● Document passage:
The auditor’s determination of materiality is a matter of professional judgment which is affected by the auditor’s perception of the financial information needs of users of the financial statements. – ISA 320 para 4.
This is a big deal. I have been through the consequences as an auditor, flagging up issues around revenue recognition, which led to accounts being qualified and trading in the company’s shares being stopped. The auditor is protecting the investor, the provider of debt and the supplier of goods and services, reducing their risk to an acceptable level. Not boring.
Materiality in non-financial reporting and sustainability reporting
Non-financial information is also expected to be useful to an investor. There is potential for confusion here. For financial reporting it is useful to the existing generalised investor because it has some bearing on expected financial returns. For the financial statements it must also relate to assets, liability, income, expenditure and equity, and relate to past decisions made by the managers. But, of course, this is not the only information that an investor will use in assessing expected returns. And then there are other users with other purposes who would need different information. Any lack of clarity and it will get messy very quickly.

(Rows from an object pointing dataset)
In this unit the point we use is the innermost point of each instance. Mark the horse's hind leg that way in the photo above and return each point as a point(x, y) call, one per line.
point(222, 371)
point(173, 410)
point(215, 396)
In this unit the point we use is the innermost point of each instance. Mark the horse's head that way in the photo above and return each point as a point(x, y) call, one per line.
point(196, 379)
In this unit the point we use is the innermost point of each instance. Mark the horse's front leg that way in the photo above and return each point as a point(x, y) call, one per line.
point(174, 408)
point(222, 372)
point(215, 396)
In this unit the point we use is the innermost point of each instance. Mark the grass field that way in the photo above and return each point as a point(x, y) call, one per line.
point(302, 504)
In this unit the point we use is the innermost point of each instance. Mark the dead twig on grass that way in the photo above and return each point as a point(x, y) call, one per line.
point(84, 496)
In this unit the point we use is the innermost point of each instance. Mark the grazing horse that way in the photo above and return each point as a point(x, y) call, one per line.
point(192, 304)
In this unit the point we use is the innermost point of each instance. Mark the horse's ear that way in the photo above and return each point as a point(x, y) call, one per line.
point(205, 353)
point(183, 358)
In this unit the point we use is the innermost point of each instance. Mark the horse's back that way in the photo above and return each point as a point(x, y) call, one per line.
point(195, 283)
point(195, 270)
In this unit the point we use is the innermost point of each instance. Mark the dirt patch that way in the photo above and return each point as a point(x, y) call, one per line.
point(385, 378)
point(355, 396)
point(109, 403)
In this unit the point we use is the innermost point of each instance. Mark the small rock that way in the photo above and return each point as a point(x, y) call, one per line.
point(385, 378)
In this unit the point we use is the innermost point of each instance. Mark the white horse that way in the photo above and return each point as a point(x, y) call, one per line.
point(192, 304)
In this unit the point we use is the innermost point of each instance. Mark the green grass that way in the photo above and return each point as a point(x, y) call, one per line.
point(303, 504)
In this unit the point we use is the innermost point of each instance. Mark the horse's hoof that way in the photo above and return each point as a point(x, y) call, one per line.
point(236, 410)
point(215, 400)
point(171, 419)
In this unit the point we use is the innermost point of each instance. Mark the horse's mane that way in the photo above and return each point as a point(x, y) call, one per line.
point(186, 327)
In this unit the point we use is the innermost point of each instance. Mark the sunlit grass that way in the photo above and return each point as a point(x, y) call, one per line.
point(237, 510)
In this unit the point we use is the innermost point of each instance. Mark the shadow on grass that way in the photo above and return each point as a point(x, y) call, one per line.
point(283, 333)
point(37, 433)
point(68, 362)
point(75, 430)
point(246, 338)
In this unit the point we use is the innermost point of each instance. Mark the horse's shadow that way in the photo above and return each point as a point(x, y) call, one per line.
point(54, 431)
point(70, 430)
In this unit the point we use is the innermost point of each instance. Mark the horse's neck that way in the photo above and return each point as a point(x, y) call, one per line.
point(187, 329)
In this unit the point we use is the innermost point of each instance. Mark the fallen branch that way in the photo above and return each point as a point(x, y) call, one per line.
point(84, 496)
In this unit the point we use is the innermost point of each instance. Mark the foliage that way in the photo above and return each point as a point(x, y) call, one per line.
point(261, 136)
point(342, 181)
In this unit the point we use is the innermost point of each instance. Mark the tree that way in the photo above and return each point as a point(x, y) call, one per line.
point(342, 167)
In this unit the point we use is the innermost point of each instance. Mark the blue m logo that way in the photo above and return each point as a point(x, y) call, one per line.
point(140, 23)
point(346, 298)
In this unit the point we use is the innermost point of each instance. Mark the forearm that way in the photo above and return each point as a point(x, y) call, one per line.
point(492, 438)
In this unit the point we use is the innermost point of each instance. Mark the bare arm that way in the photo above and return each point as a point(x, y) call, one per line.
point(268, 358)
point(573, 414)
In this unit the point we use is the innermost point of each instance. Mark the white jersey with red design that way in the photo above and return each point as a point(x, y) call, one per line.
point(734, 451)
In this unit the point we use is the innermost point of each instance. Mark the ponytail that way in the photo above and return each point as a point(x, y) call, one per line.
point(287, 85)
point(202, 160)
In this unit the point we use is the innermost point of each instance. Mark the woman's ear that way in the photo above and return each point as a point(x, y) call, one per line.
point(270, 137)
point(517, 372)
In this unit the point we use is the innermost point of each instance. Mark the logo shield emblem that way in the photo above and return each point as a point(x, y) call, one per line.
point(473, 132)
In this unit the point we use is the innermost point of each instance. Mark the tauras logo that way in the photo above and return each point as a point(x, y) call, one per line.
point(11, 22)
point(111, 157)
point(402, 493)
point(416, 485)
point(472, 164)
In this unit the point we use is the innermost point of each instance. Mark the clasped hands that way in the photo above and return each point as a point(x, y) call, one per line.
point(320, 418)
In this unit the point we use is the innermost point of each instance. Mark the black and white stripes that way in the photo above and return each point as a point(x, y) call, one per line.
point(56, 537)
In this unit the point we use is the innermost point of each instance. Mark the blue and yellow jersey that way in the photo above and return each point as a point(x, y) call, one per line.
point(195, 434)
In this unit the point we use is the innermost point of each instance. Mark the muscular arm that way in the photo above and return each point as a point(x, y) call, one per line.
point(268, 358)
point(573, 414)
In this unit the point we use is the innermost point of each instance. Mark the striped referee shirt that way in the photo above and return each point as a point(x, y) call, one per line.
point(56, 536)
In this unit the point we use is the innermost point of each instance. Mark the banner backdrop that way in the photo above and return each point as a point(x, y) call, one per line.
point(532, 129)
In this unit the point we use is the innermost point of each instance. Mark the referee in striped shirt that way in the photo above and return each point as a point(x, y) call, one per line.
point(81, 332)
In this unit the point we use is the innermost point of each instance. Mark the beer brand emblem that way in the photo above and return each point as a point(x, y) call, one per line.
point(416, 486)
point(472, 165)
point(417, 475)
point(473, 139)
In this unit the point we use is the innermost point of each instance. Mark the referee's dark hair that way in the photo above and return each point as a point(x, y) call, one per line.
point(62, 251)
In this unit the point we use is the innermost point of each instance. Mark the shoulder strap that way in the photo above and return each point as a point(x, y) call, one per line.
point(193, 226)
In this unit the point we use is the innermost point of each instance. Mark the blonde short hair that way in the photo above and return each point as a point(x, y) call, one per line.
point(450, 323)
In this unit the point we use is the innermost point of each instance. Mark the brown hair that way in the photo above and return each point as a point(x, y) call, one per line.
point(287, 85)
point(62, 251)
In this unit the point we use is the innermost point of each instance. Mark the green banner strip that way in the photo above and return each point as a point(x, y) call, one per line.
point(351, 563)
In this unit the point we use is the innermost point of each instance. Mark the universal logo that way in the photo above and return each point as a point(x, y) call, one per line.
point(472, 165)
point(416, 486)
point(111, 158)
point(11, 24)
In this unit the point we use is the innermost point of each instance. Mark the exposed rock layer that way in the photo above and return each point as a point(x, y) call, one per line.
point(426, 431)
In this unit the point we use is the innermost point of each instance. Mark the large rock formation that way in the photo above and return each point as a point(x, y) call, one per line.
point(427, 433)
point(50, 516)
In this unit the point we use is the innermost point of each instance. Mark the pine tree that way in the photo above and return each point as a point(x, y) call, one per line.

* * *

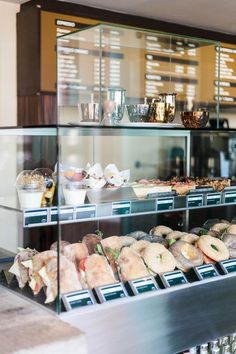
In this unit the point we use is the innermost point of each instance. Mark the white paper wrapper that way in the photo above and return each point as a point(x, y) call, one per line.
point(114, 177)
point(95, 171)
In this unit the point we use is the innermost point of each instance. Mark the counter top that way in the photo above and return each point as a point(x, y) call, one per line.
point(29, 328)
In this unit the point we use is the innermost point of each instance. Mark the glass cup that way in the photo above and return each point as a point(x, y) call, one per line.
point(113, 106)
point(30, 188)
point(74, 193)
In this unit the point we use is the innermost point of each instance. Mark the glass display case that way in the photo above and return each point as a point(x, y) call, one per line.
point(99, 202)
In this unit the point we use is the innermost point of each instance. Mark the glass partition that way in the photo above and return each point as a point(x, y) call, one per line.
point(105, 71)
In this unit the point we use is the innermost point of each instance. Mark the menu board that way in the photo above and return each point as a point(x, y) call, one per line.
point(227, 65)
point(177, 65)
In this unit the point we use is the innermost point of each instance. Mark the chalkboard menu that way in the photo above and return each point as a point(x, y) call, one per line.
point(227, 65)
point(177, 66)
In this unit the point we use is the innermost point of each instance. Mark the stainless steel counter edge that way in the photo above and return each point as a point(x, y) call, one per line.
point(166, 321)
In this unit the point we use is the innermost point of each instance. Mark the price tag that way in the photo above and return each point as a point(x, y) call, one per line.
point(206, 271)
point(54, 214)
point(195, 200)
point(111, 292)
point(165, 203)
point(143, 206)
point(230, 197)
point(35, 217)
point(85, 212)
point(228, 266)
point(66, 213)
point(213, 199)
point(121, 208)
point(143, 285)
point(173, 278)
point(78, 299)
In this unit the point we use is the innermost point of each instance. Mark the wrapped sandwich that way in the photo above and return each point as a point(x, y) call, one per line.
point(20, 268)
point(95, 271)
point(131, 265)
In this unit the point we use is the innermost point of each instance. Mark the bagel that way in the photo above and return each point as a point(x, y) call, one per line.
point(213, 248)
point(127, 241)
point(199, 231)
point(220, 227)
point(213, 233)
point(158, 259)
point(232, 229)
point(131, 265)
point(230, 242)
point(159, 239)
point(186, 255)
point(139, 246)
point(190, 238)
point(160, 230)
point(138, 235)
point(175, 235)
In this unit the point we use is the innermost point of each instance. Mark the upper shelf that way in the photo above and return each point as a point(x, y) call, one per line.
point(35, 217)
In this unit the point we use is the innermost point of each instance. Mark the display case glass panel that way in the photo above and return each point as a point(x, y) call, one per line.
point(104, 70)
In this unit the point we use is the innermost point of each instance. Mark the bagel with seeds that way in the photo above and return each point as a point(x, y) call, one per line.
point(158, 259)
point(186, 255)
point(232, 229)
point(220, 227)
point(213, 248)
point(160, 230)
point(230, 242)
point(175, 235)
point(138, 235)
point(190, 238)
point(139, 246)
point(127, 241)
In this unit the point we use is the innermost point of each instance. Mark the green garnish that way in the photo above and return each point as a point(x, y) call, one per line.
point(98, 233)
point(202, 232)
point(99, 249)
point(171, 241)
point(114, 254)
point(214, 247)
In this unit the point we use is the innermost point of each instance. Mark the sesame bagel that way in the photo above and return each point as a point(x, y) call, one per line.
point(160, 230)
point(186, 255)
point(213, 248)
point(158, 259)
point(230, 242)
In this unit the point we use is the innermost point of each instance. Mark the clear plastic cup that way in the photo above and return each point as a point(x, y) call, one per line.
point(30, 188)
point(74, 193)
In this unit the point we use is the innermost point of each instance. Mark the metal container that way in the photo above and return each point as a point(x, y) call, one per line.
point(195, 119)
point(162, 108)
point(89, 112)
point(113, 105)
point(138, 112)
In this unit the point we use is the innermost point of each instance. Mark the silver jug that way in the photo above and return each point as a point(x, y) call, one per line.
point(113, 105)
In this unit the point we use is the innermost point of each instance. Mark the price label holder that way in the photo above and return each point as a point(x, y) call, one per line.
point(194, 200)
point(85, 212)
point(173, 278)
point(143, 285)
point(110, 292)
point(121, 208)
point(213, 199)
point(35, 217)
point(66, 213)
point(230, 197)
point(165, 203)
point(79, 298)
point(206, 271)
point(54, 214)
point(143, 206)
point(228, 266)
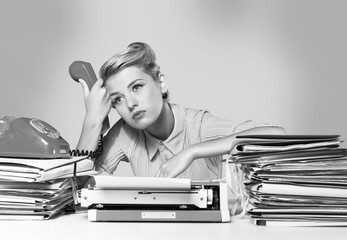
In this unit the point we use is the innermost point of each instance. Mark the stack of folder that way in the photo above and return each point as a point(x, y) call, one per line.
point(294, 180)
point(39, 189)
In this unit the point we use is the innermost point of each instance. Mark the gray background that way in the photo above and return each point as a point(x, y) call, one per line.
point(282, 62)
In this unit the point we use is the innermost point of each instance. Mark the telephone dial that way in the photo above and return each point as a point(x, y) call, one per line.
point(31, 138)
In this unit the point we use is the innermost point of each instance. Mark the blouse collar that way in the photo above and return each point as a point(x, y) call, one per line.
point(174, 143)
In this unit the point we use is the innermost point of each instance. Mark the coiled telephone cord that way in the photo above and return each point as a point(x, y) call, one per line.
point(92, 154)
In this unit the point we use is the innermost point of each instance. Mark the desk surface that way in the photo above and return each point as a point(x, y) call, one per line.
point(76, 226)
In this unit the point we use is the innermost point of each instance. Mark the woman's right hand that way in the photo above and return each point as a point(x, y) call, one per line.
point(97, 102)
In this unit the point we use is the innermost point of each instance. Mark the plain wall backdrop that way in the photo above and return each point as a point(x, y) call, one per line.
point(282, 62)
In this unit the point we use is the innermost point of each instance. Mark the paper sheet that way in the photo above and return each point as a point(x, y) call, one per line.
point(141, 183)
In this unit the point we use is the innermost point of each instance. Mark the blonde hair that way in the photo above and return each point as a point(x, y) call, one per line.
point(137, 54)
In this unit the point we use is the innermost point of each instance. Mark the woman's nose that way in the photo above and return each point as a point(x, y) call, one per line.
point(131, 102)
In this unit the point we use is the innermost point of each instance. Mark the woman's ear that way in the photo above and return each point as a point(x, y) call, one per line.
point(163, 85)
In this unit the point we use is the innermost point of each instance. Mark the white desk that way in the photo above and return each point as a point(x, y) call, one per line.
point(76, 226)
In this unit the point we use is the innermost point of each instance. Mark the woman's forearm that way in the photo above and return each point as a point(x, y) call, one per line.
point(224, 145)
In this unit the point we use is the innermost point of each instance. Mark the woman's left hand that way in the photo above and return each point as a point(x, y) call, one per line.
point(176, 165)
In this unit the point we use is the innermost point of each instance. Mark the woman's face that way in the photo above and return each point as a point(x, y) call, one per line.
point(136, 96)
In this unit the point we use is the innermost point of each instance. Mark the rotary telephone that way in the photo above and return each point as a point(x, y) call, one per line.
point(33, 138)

---

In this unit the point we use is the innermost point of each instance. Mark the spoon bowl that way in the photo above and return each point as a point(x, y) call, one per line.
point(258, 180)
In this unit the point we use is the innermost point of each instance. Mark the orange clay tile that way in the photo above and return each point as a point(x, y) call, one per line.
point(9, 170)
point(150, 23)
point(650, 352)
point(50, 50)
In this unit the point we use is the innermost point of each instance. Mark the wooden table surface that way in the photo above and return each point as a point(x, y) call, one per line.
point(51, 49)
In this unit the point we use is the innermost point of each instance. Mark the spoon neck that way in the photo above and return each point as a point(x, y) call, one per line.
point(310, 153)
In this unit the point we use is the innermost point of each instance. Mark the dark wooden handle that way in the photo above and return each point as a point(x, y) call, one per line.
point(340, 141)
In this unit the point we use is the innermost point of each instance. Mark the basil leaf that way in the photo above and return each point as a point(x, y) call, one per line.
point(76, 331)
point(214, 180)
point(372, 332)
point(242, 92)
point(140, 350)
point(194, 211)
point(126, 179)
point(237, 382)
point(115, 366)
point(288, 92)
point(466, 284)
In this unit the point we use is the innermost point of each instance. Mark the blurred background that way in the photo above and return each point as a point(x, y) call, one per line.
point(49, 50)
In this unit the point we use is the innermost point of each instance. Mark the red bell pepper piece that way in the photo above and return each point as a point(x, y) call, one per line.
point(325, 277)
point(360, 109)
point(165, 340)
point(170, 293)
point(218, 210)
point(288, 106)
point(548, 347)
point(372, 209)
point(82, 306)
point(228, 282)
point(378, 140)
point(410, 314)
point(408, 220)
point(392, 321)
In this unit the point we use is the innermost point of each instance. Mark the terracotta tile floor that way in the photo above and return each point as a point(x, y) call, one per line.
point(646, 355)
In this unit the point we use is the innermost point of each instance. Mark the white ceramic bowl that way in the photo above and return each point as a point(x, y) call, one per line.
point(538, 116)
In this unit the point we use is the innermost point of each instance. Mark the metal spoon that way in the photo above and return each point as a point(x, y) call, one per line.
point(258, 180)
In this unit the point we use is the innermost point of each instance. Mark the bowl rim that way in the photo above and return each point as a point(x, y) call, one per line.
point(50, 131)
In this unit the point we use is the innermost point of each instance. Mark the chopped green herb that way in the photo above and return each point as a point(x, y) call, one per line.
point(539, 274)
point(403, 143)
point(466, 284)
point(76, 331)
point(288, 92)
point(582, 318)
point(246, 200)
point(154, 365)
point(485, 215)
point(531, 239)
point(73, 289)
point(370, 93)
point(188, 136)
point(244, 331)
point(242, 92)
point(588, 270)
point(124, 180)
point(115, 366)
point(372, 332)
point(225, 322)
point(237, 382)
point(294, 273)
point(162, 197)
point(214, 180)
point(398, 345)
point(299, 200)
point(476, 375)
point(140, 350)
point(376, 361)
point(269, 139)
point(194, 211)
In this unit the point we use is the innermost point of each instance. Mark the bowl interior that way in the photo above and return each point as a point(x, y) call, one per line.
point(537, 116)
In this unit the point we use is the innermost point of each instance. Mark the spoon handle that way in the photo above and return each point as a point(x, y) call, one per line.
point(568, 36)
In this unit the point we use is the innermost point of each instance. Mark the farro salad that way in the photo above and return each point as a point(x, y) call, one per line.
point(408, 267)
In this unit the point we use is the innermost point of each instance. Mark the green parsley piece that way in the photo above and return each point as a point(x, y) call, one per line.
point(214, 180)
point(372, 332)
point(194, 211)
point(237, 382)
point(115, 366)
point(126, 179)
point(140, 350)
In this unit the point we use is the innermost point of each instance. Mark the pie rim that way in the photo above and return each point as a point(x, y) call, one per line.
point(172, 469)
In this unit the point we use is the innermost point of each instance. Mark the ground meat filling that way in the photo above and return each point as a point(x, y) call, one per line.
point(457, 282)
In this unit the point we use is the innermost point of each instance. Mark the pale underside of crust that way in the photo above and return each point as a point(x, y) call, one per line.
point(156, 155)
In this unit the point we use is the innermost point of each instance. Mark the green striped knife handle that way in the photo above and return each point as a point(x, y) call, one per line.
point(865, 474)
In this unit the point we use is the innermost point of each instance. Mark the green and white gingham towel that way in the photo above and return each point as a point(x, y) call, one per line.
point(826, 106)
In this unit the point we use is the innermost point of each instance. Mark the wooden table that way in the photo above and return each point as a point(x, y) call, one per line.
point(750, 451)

● Exercise: According to the ISA 320 quotation in the materiality passage, what affects the auditor's determination of materiality? Rely only on the materiality passage to answer.

● Final result: The auditor's perception of the financial information needs of users of the financial statements.